DIRECTIONS: Could you put every line of the rows below into a Markdown table with the columns No. and Line, giving each line its row number and leaving out blank lines?

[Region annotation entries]
══════════

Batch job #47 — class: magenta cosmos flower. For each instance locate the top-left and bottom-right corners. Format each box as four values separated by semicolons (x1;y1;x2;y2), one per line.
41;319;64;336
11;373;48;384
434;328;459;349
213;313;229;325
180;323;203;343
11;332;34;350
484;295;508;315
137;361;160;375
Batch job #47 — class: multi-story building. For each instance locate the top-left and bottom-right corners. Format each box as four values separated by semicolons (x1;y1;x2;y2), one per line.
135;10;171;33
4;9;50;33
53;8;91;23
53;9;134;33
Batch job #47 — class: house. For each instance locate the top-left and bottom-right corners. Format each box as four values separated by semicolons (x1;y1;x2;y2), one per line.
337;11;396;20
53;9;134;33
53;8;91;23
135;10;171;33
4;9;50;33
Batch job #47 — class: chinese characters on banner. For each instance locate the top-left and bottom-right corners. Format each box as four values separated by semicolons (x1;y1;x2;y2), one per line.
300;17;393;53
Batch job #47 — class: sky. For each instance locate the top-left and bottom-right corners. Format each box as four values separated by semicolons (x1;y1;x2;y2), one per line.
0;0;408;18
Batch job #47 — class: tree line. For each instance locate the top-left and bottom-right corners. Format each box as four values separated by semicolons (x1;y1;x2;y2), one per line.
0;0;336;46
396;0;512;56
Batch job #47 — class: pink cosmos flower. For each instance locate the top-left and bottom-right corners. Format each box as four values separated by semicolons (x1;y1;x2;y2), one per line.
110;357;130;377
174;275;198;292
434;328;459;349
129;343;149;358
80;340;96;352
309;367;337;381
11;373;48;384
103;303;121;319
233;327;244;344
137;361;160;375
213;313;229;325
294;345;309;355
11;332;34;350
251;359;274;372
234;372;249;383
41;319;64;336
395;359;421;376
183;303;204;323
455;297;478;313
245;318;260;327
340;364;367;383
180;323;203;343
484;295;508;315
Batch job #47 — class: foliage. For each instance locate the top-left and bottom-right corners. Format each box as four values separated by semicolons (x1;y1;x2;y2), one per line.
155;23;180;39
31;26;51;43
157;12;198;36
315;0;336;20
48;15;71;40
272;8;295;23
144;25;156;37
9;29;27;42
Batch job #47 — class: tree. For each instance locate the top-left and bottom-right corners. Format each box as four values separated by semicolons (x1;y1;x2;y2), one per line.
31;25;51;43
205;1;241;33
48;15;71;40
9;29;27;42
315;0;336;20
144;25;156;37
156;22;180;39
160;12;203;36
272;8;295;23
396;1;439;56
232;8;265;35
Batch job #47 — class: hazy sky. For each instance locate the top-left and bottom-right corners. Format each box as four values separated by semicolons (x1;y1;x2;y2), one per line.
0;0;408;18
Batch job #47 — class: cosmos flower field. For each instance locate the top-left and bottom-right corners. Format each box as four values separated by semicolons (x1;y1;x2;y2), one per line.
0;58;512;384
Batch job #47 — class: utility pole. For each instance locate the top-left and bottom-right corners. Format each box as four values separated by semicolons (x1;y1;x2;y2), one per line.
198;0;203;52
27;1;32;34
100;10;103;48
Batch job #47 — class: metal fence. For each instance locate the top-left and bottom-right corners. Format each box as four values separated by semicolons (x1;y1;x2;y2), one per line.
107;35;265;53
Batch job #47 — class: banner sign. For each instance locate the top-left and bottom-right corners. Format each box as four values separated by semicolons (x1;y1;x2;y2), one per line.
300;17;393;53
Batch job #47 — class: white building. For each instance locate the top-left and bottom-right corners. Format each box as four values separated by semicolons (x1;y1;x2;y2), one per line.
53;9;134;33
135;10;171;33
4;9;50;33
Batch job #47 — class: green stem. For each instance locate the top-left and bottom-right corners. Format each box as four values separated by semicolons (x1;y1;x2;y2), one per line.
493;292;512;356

══════════

ANSWER FOR THE TASK:
| No. | Line |
|---|---|
| 1 | Batch job #47 — class: magenta cosmos flower. For each instance locate the top-left and bottom-right corners. Format each box as four values separated by semicolons (x1;y1;x2;y2), one per line. |
| 2 | 41;319;64;336 |
| 3 | 11;373;48;384 |
| 4 | 434;328;459;349 |
| 5 | 213;313;229;325 |
| 6 | 180;323;203;343 |
| 7 | 11;332;34;350 |
| 8 | 484;295;508;315 |
| 9 | 137;361;160;375 |
| 10 | Batch job #47 — class: multi-story building. For each instance locate the top-left and bottom-right corners. Format each box as four values separated by semicolons (x1;y1;x2;y2), one per line. |
| 11 | 135;10;171;33 |
| 12 | 4;9;50;33 |
| 13 | 53;8;91;23 |
| 14 | 53;9;134;33 |
| 15 | Batch job #47 — class: house. For each instance locate the top-left and bottom-right corners. Format each box as four values separated by semicolons (x1;y1;x2;y2), one per line. |
| 16 | 337;11;396;20 |
| 17 | 53;9;134;33 |
| 18 | 53;8;91;23 |
| 19 | 135;10;171;33 |
| 20 | 4;9;50;33 |
| 21 | Batch job #47 — class: chinese characters on banner. For each instance locate the top-left and bottom-right corners. Format each box as four values separated by semicolons (x1;y1;x2;y2), one per line. |
| 22 | 300;17;393;53 |
| 23 | Batch job #47 — class: sky. For each instance locate the top-left and bottom-right corners. Format each box as four values separated by semicolons (x1;y1;x2;y2), one per line. |
| 24 | 0;0;408;18 |
| 25 | Batch job #47 — class: tree line. For each instance locate the top-left and bottom-right corners. Format each box as four values separated by semicolons (x1;y1;x2;y2), one per line. |
| 26 | 0;0;336;46 |
| 27 | 396;0;512;56 |
| 28 | Batch job #47 — class: pink cosmos flower. For each instance locate the top-left and bottom-right corners. Format each box as four values separated by semicolons (x1;y1;x2;y2), one per line. |
| 29 | 110;357;130;377 |
| 30 | 174;275;198;292 |
| 31 | 434;328;459;349 |
| 32 | 129;343;149;358 |
| 33 | 80;340;96;352 |
| 34 | 309;367;337;381 |
| 35 | 11;373;48;384 |
| 36 | 103;303;121;319 |
| 37 | 233;327;244;344 |
| 38 | 137;361;160;375 |
| 39 | 213;313;229;325 |
| 40 | 294;345;309;355 |
| 41 | 11;332;34;350 |
| 42 | 251;359;274;372 |
| 43 | 234;372;249;383 |
| 44 | 41;319;64;336 |
| 45 | 395;359;421;376 |
| 46 | 183;303;204;323 |
| 47 | 455;297;478;313 |
| 48 | 245;318;260;327 |
| 49 | 340;364;367;383 |
| 50 | 180;323;203;343 |
| 51 | 484;295;508;315 |
| 52 | Batch job #47 — class: foliage. For each instance locate the top-left and bottom-right corners. Format each box as four values separated by semicolons (x1;y1;x2;y2), one per line. |
| 53 | 155;23;180;39 |
| 54 | 31;26;51;43 |
| 55 | 157;12;198;36 |
| 56 | 315;0;336;20 |
| 57 | 48;15;71;40 |
| 58 | 272;8;295;23 |
| 59 | 144;25;156;37 |
| 60 | 9;29;27;42 |
| 61 | Batch job #47 — class: tree. For each instance locate the top-left and bottom-right corners. Format each box as four values separated by semicolons (x1;y1;x2;y2), one per line. |
| 62 | 31;25;51;43 |
| 63 | 205;1;241;33 |
| 64 | 48;15;71;40 |
| 65 | 9;29;27;42 |
| 66 | 315;0;336;20 |
| 67 | 144;25;156;37 |
| 68 | 156;22;180;39 |
| 69 | 160;12;203;36 |
| 70 | 272;8;295;23 |
| 71 | 396;1;439;56 |
| 72 | 232;8;265;35 |
| 73 | Batch job #47 — class: hazy sky. For each instance locate the top-left and bottom-right corners. Format each box as four values separated by semicolons (x1;y1;x2;y2), one per line. |
| 74 | 0;0;408;18 |
| 75 | Batch job #47 — class: cosmos flower field. For each instance locate the top-left and bottom-right corners. Format each box as four values separated by semicolons (x1;y1;x2;y2), one per line. |
| 76 | 0;58;512;384 |
| 77 | Batch job #47 — class: utility pole. For each instance locate the top-left and bottom-right corners. Format each box as four values separated by semicolons (x1;y1;x2;y2), one per line. |
| 78 | 198;0;203;52 |
| 79 | 27;1;32;34 |
| 80 | 100;10;103;48 |
| 81 | Batch job #47 — class: metal fence. For each instance locate the top-left and bottom-right corners. Format each box as four values separated by semicolons (x1;y1;x2;y2), one per line. |
| 82 | 107;35;265;53 |
| 83 | Batch job #47 — class: banner sign. For each instance locate the top-left and bottom-right corners. Format each box as four values separated by semicolons (x1;y1;x2;y2), one per line. |
| 84 | 300;17;393;53 |
| 85 | Batch job #47 — class: white building. For each instance locate the top-left and bottom-right corners. Format each box as four values separated by semicolons (x1;y1;x2;y2), one per line. |
| 86 | 53;9;134;33 |
| 87 | 135;10;171;33 |
| 88 | 4;9;50;33 |
| 89 | Batch job #47 — class: green stem. For each instance locate the top-left and bottom-right corners. Format each box as four values separated by semicolons (x1;y1;x2;y2), one per line. |
| 90 | 493;292;512;356 |